Right now there are at least 4 things affecting China shipping/commerce ;
1.Political unrest with Hong Kong
2. War of words and wills between their administration and the USA administration.
3.Flare ups of Covid
4. Less air package/people travel.
Now on our side of the pond we have slower customs, add it all up and it is slow boat time.
From Canada here, my KR4 was shipped the on the first of April and today it had its first update at 50 days since email indicating shipment. 9 days without an update seems like a cake walk…… I mean its on the correct continent.
Indeed so. Compared to your waiting time 9 days is a cake walk. Mentioned that[Canadian issues] in beginning of post. It is just something I never experienced or expected. If anything I would have thought the most travel time would have been how long it took to arrive in USA, not the delivery time once it got here.
If Muto is right, the only thing it can be is slower USA customs.
All I can do is Wait and check my tracking Twenty times a day. :confounded:
I ordered 4 cheap 18350 cases two weeks ago. Showed up in 10 frigging days. I never saw anything that quick even before this pandemic. Tracking shows it did ship from Shenzhen. So WTH lol.
You are right in terms of 3 months vs. Two weeks. However, as I indicated in my OP, Two or Three weeks is no big deal and is Not my complaint and frustration, it is the fact that for 9 days it is stagnant and has done nothing. That is my whole point.

### Given records
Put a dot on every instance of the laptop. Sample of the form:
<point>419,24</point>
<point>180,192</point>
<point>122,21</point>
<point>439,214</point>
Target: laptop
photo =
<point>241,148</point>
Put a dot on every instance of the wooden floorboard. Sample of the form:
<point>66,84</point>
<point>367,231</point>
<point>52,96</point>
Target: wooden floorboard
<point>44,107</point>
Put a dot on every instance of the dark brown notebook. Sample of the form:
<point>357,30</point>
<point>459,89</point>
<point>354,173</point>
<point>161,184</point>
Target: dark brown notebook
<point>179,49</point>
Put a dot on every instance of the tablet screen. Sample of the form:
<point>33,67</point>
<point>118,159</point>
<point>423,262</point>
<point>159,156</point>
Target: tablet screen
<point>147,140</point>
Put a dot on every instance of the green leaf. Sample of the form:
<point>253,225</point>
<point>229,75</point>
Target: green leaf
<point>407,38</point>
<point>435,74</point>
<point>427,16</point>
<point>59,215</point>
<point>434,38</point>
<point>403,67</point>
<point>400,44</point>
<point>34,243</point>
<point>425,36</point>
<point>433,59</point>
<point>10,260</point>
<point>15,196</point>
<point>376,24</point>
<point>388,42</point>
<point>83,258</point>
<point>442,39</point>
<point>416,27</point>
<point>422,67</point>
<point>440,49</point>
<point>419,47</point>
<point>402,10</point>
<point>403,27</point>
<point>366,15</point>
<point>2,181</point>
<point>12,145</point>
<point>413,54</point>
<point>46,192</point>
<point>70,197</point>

### Tasks to carry out
• A. Condense the paragraph of the shipping-delays text that begins "From Canada here" into two short sentences, keeping its main facts.
• B. Write out the part of the shipping-delays text starting at "From Canada here, my" and ending at "the correct continent.", copying it word for word.

### Solutions to the tasks
• A. A KR4 shipped to Canada on the first of April got its first tracking update today, 50 days after the shipment email. Against that, 9 days without an update seems like a cake walk, since the package is at least on the correct continent.

• B.
From Canada here, my KR4 was shipped the on the first of April and today it had its first update at 50 days since email indicating shipment. 9 days without an update seems like a cake walk…… I mean its on the correct continent.